[start of DATASET]
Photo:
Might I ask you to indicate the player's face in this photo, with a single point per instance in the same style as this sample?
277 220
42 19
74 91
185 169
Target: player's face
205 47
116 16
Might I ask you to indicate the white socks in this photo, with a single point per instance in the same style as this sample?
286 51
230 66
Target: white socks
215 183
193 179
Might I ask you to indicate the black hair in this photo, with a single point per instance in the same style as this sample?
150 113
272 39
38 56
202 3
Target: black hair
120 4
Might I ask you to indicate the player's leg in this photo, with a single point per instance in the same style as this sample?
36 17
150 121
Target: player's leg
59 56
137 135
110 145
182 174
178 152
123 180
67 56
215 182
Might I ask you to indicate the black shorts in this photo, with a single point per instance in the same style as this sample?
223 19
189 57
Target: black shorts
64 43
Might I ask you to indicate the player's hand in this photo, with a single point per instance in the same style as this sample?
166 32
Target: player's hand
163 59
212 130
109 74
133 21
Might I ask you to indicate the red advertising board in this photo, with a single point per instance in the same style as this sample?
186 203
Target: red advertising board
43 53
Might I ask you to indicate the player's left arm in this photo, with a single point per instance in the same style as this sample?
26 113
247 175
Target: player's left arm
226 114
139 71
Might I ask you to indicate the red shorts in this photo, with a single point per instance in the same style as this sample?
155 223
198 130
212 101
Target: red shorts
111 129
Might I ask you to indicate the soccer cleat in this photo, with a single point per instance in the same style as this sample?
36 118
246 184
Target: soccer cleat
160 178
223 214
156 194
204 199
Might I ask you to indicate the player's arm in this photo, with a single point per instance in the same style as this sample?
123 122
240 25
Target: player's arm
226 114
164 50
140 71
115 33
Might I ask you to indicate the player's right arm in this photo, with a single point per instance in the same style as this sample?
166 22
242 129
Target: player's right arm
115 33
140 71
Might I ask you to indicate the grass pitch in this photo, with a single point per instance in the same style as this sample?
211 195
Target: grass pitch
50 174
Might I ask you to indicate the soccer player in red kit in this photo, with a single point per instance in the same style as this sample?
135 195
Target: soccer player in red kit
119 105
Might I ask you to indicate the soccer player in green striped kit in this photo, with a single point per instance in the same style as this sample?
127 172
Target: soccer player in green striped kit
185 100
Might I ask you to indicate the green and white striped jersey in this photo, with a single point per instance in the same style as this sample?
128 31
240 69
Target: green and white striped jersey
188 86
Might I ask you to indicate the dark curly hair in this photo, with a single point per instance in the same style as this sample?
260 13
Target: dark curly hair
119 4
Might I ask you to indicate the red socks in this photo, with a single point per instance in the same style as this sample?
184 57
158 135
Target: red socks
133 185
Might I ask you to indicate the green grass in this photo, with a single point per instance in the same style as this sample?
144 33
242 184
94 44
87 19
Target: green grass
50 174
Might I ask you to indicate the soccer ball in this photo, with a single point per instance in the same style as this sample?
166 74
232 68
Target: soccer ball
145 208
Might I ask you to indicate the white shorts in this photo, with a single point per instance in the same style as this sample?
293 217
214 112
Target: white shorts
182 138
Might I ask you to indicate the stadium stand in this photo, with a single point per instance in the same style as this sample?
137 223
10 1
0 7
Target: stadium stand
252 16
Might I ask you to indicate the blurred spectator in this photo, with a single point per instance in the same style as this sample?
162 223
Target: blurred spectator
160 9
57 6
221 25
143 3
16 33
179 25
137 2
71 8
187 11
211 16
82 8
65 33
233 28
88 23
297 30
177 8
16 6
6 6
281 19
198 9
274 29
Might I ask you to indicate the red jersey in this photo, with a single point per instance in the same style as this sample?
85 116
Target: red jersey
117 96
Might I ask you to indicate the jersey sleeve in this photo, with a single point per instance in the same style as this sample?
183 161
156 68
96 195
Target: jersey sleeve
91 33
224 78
[end of DATASET]
WHAT IS REQUIRED:
Repeat all of the entries exactly.

TASK OUTPUT:
Photo:
Might I ask you to indicate the player's face in this photo, with a single point per instance in the same style as this sample?
277 220
42 19
74 91
185 169
Target: player's face
205 47
116 16
Might I ask you to indicate the white socks in this photo, with a single point per instance in the same style as this sample?
286 51
230 66
Target: white socks
215 183
193 179
Might I ask you to indicate the black hair in this photo, with a single point per instance in the same style as this sample?
150 113
272 39
38 56
202 3
Target: black hair
120 4
Might I ask you to indicate the player's leg in this photo, with a single point per instance in the same style as this sample?
36 17
150 121
Target: player's leg
59 56
137 135
110 145
182 174
178 152
123 180
67 56
215 182
Might I ask you to indicate the black shorts in this photo, with a single point per instance in the same style as this sample?
223 19
189 57
Target: black shorts
64 43
Might I ask you to indicate the player's hand in this photo, with a single point per instance in the same style as this sample?
166 32
Target: player's hand
163 59
212 130
109 74
133 21
Might I ask you to indicate the red advertising board in this photo, with a single point per instance in the same style as this sample?
186 203
Target: red advertising board
43 53
Might I ask you to indicate the player's left arm in this photo, with a single point per instance in the same style as this sample?
26 113
247 175
Target: player's left arm
226 114
139 71
Might I ask you to indicate the red shorts in this photo, with a single point per instance in the same style as this sample?
155 223
198 130
212 101
Target: red shorts
111 129
Might I ask you to indicate the soccer cleat in this photo, with a single point per instance in the same style as this sample?
36 118
246 184
Target: soccer cleat
160 178
223 214
156 194
204 199
Might I ask you to indicate the player's arm in this photo, with a single point per instance in the same style as this sample?
123 122
240 25
Target: player's arm
226 114
164 50
140 71
115 33
Might I ask you to indicate the player's right arm in this photo, with a single point per instance in the same style as this sample?
166 22
242 129
Target: player's right arm
115 33
140 71
Might I ask you to indicate the grass pitch in this photo, with a single point per instance in the same style as this sample?
211 195
Target: grass pitch
50 174
Might I ask you to indicate the soccer player in red kit in this photo, with a single point per instance in the same style as this sample?
135 195
Target: soccer player in red kit
119 105
Might I ask you to indicate the soccer player in green striped kit in this photo, with a single point per instance in the same style as this sample?
127 172
Target: soccer player in green striped kit
185 100
Might I ask you to indicate the green and white striped jersey in this photo, with a single point per instance in the same style as this sample?
128 31
240 69
Target: green and white striped jersey
188 86
Might I ask you to indicate the dark curly hair in this photo, with a single point per instance in the same style as this sample?
260 13
Target: dark curly hair
119 4
Might I ask you to indicate the red socks in this photo, with a single point per instance in the same style as this sample?
184 57
158 135
Target: red socks
133 185
Might I ask you to indicate the green grass in this photo, with a single point per instance in the same style as this sample?
144 33
242 184
94 44
87 19
Target: green grass
50 174
Might I ask you to indicate the soccer ball in this photo, with a single point per instance in the same style as this sample?
166 74
232 68
Target: soccer ball
145 208
Might I ask you to indicate the white shorts in this photo, with a single point per instance in the same style as this sample?
293 217
214 112
Target: white shorts
182 138
Might I ask you to indicate the stadium stand in this photo, with a single point per instance in the same style as this sample?
137 223
10 1
0 7
Target: stadium stand
252 16
Might I ask you to indicate the blurred spectator in this photo, with a single point per instance in the same style as this sample?
162 223
Target: blurred spectator
160 9
57 6
221 25
143 3
16 33
179 25
137 2
71 8
187 11
211 16
82 8
65 33
233 28
88 23
297 30
177 8
16 6
6 6
281 19
198 9
274 29
Might I ask you to indicate the red jersey in this photo, with a single point per instance in the same style as this sample?
85 116
Target: red jersey
117 96
Might I ask you to indicate the jersey sleeve in this photo, with a single point per instance in the same style as this sample?
183 161
156 68
96 195
Target: jersey sleeve
91 33
224 78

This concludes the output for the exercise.